Work to complete
Can you render the data below as a numbered list, skipping any blank lines and leaving the pictures out of your answer?

── Material ──

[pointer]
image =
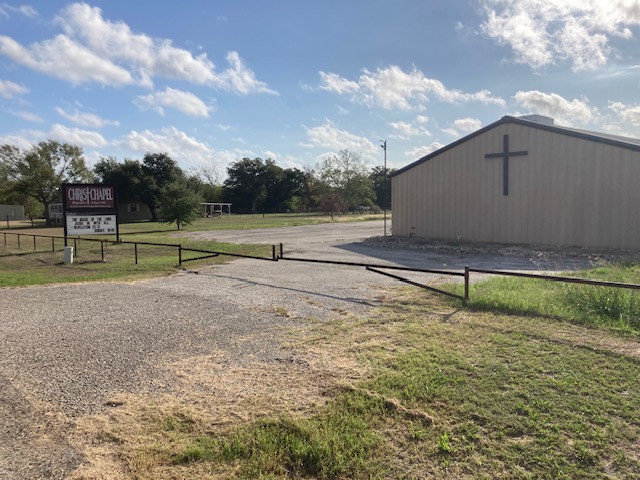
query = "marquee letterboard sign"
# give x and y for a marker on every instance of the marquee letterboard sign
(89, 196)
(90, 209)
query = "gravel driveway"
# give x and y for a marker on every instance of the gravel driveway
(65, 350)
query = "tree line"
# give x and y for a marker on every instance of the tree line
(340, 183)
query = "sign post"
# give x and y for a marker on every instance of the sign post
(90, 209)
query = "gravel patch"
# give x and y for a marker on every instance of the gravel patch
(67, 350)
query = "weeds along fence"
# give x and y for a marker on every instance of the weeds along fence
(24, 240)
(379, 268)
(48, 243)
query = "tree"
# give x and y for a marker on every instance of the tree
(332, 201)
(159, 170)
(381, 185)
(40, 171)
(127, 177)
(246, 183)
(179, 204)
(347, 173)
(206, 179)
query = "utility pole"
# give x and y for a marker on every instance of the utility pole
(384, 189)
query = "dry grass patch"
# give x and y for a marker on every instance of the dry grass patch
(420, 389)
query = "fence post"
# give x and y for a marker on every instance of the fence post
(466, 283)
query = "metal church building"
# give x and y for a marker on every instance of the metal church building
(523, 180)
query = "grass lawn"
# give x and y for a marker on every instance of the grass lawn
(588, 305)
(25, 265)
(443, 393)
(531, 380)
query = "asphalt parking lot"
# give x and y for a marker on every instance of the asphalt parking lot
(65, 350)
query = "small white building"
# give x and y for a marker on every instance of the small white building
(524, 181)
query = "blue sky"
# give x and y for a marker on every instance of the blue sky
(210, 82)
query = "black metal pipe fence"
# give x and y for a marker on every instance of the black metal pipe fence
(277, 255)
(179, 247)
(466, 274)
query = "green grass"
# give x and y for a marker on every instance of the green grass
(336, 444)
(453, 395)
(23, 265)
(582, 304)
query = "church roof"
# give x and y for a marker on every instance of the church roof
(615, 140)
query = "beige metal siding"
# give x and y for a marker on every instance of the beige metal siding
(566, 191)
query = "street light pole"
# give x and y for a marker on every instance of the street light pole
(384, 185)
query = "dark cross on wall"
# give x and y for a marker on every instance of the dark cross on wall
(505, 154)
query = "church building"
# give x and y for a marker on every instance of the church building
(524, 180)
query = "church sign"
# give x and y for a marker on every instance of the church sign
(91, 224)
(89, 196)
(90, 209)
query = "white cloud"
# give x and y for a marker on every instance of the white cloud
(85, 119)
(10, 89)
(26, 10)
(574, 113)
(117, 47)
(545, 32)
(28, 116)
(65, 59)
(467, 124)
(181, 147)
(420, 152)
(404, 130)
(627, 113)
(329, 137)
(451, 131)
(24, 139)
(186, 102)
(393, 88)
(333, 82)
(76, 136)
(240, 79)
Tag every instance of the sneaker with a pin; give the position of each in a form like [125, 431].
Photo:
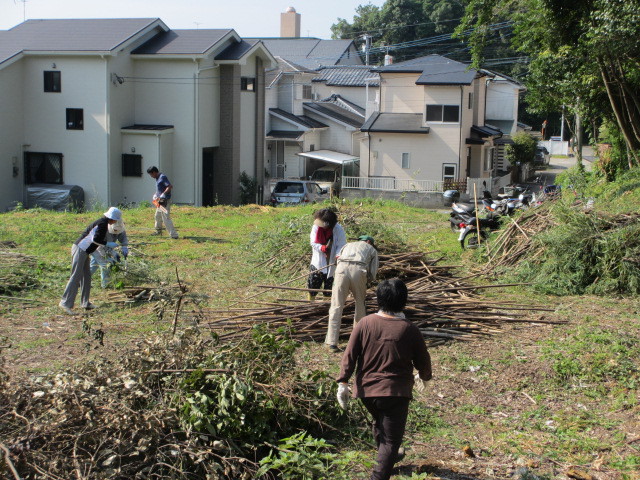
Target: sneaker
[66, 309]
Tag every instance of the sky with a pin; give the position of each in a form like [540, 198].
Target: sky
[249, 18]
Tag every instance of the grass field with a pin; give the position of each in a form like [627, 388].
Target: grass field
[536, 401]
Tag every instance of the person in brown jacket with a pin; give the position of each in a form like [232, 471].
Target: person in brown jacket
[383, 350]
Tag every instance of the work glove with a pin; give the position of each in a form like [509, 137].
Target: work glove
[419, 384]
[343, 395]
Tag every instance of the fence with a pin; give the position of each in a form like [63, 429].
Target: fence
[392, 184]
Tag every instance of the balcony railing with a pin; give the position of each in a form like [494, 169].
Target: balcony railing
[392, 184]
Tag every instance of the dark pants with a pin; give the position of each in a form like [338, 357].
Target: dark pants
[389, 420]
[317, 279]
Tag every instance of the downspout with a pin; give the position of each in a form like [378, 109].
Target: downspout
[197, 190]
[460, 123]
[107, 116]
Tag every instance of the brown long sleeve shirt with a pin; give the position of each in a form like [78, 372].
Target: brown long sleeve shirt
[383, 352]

───

Response for this exercise
1. [pointer]
2. image =
3. query = "marquee letterboard sign"
4. # give x and y for a marker on every instance of the marquee letterboard sign
5. (89, 196)
6. (90, 209)
7. query = "gravel driveway"
8. # give x and y for a marker on every instance of the gravel driveway
9. (65, 350)
10. query = "tree line"
11. # give x and y for a marker on every instance of the tree line
12. (340, 183)
13. query = "sign post"
14. # give x and y for a marker on every instance of the sign post
15. (90, 209)
16. query = "gravel patch"
17. # give x and y for a marker on every instance of the gravel patch
18. (67, 350)
19. query = "weeds along fence"
20. # give x and y for a marker on every instance of the weeds along fence
21. (24, 240)
22. (379, 268)
23. (48, 243)
24. query = "tree"
25. # give x and y for a marker on every instance of the tree
26. (332, 201)
27. (159, 170)
28. (381, 185)
29. (40, 171)
30. (127, 177)
31. (246, 183)
32. (179, 204)
33. (347, 173)
34. (206, 179)
35. query = "utility pole"
36. # give x and y for a marker on every instance of the utility pole
37. (384, 189)
38. query = "dry grass patch"
39. # give x and y for a marker on every instance of the dry grass patch
40. (420, 389)
41. query = "fence post"
42. # give x and y for a marker on every instance of the fence post
43. (466, 283)
44. query = "metal church building"
45. # give x and y for a marker on every instance of the metal church building
46. (523, 180)
47. query = "grass lawn"
48. # give x and y for a marker on every instance of the grass lawn
49. (588, 305)
50. (25, 265)
51. (443, 393)
52. (531, 380)
53. query = "asphalt parking lot"
54. # give x and y for a marker on every instance of the asphalt parking lot
55. (65, 350)
56. query = "small white building"
57. # give x and y for a marker on every instance of the small white building
58. (524, 181)
59. query = "blue sky"
60. # give x and y for a marker on every instance of the blue sky
61. (210, 82)
62. query = "black metal pipe fence"
63. # give x and y for a marker on every instance of the black metal pipe fence
64. (277, 255)
65. (179, 247)
66. (466, 274)
67. query = "green grass"
68. # give x and y for a marker on every instance of the green grass
69. (336, 444)
70. (453, 395)
71. (23, 265)
72. (582, 304)
73. query = "church roof"
74. # give x and y for a marker on every instance of the church roof
75. (615, 140)
76. query = "beige metal siding"
77. # give x and y for a marker on every instance of the beige metal siding
78. (566, 191)
79. query = "street light pole"
80. # give x and y for a marker on every instance of the street light pole
81. (384, 185)
82. query = "dark cross on wall"
83. # give x and y for a marker on every instance of the dark cross on wall
84. (505, 154)
85. query = "church building"
86. # give x and y for a marker on every instance of the church building
87. (524, 180)
88. query = "church sign"
89. # give x and y for a marker on every instance of the church sign
90. (91, 224)
91. (89, 196)
92. (90, 209)
93. query = "white cloud"
94. # give x and y for a marker on every instance of the white cloud
95. (85, 119)
96. (10, 89)
97. (26, 10)
98. (574, 113)
99. (117, 47)
100. (545, 32)
101. (28, 116)
102. (65, 59)
103. (467, 124)
104. (181, 147)
105. (420, 152)
106. (404, 130)
107. (627, 113)
108. (329, 137)
109. (451, 131)
110. (24, 139)
111. (186, 102)
112. (393, 88)
113. (333, 82)
114. (76, 136)
115. (240, 79)
116. Tag every instance of the sneaker with a pin; give the position of each in a form like [125, 431].
117. Photo:
118. Target: sneaker
119. [66, 309]
120. Tag every instance of the sky with a pin; give the position of each in a form like [540, 198].
121. Target: sky
122. [249, 18]
123. Tag every instance of the grass field with a pin; give the position of each in a form like [627, 388].
124. Target: grass field
125. [536, 401]
126. Tag every instance of the person in brown jacket with a pin; give the position of each in a form like [232, 471].
127. Target: person in brown jacket
128. [383, 350]
129. Tag every instance of the work glove with a pin; give the position of each in a form like [509, 137].
130. Target: work glove
131. [419, 384]
132. [343, 395]
133. Tag every instance of the fence with a pin; give the position of each in a form like [63, 429].
134. Target: fence
135. [392, 184]
136. Tag every instance of the balcony railing with a pin; give the position of each in a form like [494, 169].
137. Target: balcony railing
138. [392, 184]
139. Tag every instance of the dark pants with a pin; give the position of each in a form like [338, 357].
140. Target: dark pants
141. [389, 420]
142. [317, 279]
143. Tag every instance of the downspout with a pin; give the position of each in a form like [378, 109].
144. Target: downspout
145. [197, 190]
146. [460, 123]
147. [107, 116]
148. Tag every instance of the brown long sleeve shirt with a pin; give the position of each in a form like [78, 372].
149. Target: brown long sleeve shirt
150. [383, 352]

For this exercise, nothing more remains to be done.